* Start RECORDS TO USE *

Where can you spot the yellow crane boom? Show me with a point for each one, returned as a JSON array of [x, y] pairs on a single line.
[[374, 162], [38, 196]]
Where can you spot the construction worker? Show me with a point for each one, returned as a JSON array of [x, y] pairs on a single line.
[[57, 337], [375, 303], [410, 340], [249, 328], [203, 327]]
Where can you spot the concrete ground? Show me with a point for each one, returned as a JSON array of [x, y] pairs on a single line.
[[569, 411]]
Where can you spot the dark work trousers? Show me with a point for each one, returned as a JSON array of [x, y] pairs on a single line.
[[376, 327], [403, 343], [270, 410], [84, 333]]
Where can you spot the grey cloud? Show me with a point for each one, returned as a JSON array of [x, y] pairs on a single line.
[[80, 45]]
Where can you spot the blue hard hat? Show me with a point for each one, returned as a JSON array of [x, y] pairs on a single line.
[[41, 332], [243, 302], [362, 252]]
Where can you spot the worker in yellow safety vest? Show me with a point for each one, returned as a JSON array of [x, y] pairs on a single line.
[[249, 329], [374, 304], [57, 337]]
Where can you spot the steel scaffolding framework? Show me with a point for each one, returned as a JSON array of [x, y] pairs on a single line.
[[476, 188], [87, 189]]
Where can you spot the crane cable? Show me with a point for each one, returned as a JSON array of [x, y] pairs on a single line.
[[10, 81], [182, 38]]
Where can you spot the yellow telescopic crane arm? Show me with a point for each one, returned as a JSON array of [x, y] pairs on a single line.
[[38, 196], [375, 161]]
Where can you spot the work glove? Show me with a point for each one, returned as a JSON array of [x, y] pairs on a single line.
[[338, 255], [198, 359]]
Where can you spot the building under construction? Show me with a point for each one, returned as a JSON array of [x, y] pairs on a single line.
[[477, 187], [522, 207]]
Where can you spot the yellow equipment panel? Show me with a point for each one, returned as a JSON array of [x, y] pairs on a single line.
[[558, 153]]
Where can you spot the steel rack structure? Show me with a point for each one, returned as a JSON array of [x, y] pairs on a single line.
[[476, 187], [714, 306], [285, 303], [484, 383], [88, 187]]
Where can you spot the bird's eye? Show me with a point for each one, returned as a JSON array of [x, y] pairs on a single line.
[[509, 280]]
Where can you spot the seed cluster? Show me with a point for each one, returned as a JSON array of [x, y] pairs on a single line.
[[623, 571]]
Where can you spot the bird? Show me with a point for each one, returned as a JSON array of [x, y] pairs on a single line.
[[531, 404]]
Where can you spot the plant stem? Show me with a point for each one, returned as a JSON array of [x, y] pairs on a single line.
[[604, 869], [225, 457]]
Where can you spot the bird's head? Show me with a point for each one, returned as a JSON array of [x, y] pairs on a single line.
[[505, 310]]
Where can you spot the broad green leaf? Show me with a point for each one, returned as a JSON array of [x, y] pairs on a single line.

* End RECORDS TO USE *

→ INSTRUCTIONS TO FOLLOW
Copy the data above line for line, with no changes.

→ IN RESPONSE
Where can you spot the yellow crane boom? Show me with a point for each one, returned as a JSON array of [x, y] pairs on a single line.
[[374, 162], [38, 196]]
Where can you spot the construction worker? Show me with a point for each one, returned as a JSON array of [x, y] pairs on a single line.
[[57, 337], [375, 303], [410, 340], [249, 328], [203, 327]]
Where can you spot the concrete ground? Show me with a point for each one, returned as a JSON array of [x, y] pairs on a single line.
[[569, 411]]
Where can you spot the dark work trousers? Show me with a point for each one, returned as a JSON array of [x, y] pairs on a single line.
[[376, 327], [403, 343], [270, 410], [84, 333]]
Where can you spot the grey cloud? Show me with a point for each one, returned as a JSON array of [x, y] pairs on a single line.
[[80, 45]]
Where can you spot the blue hard hat? Show me with a point for each one, returned as a JSON array of [x, y] pairs on a single line.
[[41, 332], [243, 302], [362, 252]]
Where can you spot the worker in yellow safety vest? Show me with a point for each one, returned as a JSON array of [x, y] pairs on a single line.
[[249, 329], [374, 304], [57, 337]]
Where can you spot the steel scaffolding framework? Show me with a point for each one, returned as a JSON array of [x, y] pairs on a single line.
[[476, 188], [87, 189]]
Where can you spot the crane cable? Show me with a point for each one, returned as a JSON array of [x, y] pairs on a single line.
[[10, 81], [182, 38]]
Where can you spot the yellow telescopic crane arm? Show me with a point for each one, returned as a JSON array of [x, y] pairs on a single line.
[[38, 196], [375, 161]]
Where can you spot the work glove? Show me with a point for each one, returned as a JSON array of [x, y] pairs on a single line.
[[338, 255], [198, 359]]
Where can you spot the building under construction? Show me with a point for each one, returned as a JSON array of [x, y] pairs on a single line.
[[477, 187], [522, 207]]
Where can you spot the yellow equipment panel? Show me with a point for each one, returned as a JSON array of [x, y] pairs on a single line.
[[558, 153]]
Where can you spot the steel rack structure? Show me with a point for each one, returned as a JSON array of [x, y] pairs on a single line.
[[476, 187], [714, 306], [285, 303], [484, 383], [88, 187]]
Where can you spot the bird's eye? Show me with a point for each one, returned as a JSON array of [x, y] pairs on a single line.
[[509, 280]]
Where can you spot the seed cluster? Show me with a point for each one, returned as a JSON array of [x, y] pairs on a single line.
[[623, 571]]
Where can you spot the bird? Show me with a point for each one, returned as a JSON array of [x, y] pairs on a single line.
[[531, 404]]
Where can you spot the plant stem? Show me with a point for each one, returned as a JSON array of [x, y] pairs on a single line.
[[604, 869], [225, 457]]
Where can you spot the bird's head? Show me with a point for each one, returned as a JSON array of [x, y] pairs on a single line.
[[505, 310]]
Where can you spot the broad green leaf? Show me with a point for each one, returned as a JSON array of [x, y] pairs on a single line.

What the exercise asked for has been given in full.